* MATERIALS PROVIDED
☆ ☆ ☆ ☆ ☆ ☆ ☆

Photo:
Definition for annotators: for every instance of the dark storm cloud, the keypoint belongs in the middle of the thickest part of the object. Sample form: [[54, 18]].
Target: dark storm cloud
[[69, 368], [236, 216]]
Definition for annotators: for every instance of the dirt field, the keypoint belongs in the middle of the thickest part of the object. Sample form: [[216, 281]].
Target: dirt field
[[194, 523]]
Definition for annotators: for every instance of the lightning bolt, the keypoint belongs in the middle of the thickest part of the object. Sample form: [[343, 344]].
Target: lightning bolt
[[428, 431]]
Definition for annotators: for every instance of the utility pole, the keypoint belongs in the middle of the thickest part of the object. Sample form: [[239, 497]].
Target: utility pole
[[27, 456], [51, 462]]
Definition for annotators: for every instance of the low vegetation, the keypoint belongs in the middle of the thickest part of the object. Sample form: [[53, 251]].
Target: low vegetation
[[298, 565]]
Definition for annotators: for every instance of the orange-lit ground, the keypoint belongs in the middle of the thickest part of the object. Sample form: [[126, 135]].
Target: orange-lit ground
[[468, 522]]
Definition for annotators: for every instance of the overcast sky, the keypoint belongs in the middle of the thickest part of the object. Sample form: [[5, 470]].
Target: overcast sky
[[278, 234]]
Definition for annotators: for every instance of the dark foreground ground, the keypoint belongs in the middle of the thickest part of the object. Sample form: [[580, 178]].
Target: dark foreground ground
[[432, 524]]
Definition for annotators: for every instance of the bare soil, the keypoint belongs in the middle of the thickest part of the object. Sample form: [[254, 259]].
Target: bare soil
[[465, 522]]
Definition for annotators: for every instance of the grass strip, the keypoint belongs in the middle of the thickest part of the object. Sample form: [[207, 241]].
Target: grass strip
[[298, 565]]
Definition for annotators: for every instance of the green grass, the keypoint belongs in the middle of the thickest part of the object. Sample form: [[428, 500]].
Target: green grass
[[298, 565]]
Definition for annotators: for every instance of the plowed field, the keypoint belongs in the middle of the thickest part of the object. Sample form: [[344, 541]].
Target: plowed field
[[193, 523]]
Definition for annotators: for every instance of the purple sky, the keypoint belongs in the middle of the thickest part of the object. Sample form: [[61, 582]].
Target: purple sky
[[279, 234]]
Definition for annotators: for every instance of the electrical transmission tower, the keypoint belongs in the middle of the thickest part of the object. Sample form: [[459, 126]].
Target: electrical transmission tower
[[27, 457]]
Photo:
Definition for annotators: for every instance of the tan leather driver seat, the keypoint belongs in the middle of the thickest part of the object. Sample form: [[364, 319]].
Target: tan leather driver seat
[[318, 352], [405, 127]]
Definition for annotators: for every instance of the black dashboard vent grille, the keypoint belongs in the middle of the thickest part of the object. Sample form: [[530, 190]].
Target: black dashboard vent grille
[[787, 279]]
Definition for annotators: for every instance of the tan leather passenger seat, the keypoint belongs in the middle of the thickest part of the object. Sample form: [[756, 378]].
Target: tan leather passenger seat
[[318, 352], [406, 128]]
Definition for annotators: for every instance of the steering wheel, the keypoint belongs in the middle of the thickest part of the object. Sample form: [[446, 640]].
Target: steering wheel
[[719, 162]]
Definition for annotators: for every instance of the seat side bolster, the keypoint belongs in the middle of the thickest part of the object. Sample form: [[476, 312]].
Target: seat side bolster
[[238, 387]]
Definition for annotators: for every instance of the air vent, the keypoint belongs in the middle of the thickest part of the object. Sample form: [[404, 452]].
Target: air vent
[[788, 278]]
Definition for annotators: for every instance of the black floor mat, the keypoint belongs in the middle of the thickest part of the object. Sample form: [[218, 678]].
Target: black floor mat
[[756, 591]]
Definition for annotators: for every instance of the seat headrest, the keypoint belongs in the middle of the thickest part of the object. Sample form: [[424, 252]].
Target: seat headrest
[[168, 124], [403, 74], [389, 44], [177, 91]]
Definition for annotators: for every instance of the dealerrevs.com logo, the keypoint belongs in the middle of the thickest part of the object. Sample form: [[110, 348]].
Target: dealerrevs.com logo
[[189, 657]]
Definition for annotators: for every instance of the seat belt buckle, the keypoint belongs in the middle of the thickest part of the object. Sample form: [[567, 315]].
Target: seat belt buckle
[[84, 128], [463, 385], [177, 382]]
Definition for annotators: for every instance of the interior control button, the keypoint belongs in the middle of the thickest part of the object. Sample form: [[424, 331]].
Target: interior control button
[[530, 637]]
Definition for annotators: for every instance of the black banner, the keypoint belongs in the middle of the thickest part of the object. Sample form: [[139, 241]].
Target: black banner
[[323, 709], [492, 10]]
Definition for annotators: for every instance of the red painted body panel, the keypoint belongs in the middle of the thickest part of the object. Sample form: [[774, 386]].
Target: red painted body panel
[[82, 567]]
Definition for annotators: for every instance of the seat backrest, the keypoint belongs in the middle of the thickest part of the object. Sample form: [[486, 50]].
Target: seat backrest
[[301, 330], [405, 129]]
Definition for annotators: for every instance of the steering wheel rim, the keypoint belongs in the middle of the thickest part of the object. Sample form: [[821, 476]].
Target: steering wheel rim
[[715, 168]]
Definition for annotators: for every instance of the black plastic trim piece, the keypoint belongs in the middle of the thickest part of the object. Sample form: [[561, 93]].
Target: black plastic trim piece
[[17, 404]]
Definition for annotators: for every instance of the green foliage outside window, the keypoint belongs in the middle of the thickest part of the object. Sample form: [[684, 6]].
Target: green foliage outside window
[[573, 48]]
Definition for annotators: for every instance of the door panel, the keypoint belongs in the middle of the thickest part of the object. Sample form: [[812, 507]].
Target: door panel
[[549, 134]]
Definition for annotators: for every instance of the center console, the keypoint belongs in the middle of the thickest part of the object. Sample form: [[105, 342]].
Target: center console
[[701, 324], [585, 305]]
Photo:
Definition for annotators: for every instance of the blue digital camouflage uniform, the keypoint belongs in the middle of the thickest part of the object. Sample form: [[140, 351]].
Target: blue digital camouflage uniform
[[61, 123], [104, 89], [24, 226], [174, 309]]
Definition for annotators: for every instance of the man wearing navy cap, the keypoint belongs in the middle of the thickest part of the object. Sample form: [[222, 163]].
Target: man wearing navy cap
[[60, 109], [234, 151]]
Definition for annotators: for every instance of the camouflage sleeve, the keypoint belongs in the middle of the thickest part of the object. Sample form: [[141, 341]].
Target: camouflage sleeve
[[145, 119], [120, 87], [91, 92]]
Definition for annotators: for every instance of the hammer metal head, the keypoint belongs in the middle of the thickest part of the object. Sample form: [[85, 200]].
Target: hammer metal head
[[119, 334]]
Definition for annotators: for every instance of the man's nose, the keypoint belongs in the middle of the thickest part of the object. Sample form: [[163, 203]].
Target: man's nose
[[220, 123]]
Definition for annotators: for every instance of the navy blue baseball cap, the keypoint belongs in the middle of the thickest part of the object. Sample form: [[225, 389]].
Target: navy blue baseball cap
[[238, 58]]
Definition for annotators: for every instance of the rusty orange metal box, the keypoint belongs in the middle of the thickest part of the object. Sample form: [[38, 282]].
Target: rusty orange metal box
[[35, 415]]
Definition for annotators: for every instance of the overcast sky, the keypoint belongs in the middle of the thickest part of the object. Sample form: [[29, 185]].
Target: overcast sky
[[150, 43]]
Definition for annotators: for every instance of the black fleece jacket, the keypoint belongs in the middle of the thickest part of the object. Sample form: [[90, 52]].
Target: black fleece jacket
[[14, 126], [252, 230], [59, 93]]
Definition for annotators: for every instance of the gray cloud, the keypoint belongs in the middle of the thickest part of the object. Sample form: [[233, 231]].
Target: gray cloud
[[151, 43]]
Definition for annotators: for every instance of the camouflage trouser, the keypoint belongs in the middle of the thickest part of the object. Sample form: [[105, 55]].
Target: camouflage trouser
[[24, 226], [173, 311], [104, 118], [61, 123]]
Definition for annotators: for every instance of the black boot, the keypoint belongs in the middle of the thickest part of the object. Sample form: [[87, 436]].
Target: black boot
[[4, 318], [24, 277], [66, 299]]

☆ ☆ ☆ ☆ ☆ ☆ ☆

* YOUR ASSIGNMENT
Using the data above, repeat exactly the lines that begin at the line with "Definition for annotators: for every instance of the door" and end at the line with "Definition for annotators: for every instance of the man wearing", both ends included.

* ANSWER AREA
Definition for annotators: for every instance of the door panel, the keypoint belongs in the middle of the thickest part of the object. Sample form: [[812, 507]].
Target: door panel
[[549, 134]]
Definition for annotators: for every instance of the center console, the keypoint belongs in the middle of the thickest part of the object. Sample form: [[105, 342]].
Target: center console
[[701, 324], [585, 305]]
Photo:
Definition for annotators: for every instance of the blue digital camouflage uniform, the keypoint belongs in the middle of the thickest part of the object. Sample form: [[140, 351]].
Target: blue digital camouflage uniform
[[61, 123], [104, 89], [24, 226], [174, 309]]
Definition for annotators: for every instance of the man wearing navy cap, the keypoint belongs in the middle of the thickest part of the object. Sample form: [[222, 163]].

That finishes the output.